Task prompt: Lines before the one containing "Can you see the sheet" are excluded; reproduce that line and all lines after it in the entries below, exactly.

Information given:
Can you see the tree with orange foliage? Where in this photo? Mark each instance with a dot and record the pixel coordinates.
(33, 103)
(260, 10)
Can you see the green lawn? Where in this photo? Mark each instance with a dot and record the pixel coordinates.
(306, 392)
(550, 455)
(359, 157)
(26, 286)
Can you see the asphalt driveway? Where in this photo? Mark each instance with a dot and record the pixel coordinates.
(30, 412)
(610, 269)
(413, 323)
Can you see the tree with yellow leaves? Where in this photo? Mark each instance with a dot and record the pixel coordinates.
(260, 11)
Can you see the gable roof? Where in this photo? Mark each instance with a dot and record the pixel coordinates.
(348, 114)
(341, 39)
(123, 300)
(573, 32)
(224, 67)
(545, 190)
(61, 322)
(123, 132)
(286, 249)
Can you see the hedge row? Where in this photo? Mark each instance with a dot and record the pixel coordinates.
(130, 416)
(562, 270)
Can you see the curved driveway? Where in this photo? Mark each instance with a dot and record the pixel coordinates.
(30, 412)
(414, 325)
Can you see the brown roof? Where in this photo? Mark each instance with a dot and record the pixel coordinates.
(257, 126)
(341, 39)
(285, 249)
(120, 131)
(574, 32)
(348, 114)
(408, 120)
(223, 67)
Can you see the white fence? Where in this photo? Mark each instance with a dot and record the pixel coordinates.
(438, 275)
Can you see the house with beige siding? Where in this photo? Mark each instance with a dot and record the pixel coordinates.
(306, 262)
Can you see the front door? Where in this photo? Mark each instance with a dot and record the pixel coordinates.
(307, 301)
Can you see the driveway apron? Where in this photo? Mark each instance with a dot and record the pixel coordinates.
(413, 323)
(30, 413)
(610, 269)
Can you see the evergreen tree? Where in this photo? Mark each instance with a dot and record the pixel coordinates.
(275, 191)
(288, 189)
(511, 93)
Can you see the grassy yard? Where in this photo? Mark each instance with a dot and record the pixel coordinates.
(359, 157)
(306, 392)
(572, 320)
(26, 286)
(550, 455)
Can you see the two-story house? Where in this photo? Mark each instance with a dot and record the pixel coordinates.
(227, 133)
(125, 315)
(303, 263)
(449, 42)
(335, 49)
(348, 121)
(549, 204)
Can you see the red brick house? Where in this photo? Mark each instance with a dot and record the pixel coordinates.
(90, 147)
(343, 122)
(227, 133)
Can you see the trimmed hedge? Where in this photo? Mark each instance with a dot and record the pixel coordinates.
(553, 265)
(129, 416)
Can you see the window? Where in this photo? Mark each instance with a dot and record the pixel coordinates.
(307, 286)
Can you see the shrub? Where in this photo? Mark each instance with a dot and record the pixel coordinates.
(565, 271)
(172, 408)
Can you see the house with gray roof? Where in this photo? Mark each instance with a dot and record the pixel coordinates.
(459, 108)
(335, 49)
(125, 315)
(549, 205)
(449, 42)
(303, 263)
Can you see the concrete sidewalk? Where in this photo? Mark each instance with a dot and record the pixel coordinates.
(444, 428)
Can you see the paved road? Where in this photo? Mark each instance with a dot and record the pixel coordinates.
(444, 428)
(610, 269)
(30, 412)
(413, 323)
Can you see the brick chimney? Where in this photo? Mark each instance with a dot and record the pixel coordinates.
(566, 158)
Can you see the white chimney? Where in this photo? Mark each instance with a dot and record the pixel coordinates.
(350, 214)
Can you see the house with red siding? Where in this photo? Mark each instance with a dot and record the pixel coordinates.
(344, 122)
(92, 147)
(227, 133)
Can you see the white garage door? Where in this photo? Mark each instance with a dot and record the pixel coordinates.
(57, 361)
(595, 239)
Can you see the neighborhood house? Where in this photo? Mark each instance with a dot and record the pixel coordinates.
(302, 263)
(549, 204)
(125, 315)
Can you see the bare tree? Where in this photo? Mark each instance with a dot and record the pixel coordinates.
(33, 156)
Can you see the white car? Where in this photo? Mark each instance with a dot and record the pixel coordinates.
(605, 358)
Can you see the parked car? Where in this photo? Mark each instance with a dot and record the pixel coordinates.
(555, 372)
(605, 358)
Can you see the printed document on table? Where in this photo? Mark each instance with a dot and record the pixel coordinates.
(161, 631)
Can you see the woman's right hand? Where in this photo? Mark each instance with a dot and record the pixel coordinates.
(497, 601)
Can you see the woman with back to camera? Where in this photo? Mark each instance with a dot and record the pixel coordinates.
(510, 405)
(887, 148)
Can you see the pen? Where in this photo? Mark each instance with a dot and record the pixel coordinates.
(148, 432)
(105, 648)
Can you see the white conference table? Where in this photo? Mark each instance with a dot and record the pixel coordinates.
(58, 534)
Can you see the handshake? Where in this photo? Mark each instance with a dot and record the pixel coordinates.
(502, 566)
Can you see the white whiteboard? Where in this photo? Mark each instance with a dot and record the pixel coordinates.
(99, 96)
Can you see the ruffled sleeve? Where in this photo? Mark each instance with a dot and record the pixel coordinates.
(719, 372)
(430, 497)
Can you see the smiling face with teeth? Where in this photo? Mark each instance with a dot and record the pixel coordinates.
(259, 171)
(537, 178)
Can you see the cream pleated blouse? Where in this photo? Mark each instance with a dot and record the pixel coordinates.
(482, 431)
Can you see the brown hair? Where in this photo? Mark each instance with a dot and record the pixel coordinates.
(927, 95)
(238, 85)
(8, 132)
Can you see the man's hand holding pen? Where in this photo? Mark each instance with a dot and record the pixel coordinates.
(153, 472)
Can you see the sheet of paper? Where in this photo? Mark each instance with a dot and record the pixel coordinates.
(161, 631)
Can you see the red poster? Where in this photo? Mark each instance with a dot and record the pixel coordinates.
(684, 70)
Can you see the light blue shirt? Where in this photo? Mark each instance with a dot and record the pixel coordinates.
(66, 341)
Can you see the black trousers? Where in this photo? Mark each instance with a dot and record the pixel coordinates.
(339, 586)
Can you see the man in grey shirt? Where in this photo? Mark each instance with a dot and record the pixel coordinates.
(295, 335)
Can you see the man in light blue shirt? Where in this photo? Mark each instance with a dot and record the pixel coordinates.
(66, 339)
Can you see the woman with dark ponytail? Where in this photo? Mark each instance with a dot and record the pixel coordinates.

Solution to the exercise:
Can you see the sheet of paper? Where in this photo? Mark each instance with a dot and record the pixel coordinates.
(161, 631)
Can you see the red poster? Where in this photo? Mark each instance with a dot and record the pixel coordinates.
(684, 70)
Can you see the light blue shirt? Where in this photo? Mark each instance with a dot and record the pixel coordinates.
(66, 341)
Can you see the black trousers? Where in this photo? Mark each instance with a dot and record the pixel coordinates.
(339, 586)
Can you see the man in grey shirt? Where in this photo? Mark each instance with a dot and record the pixel coordinates.
(295, 335)
Can you see the man in light blue shirt? Where in this photo? Mark each instance with a dot and record the pixel coordinates.
(66, 339)
Can you see the woman with dark ponytail? Where in this photo? Mark each instance with a dot and record the pixel coordinates.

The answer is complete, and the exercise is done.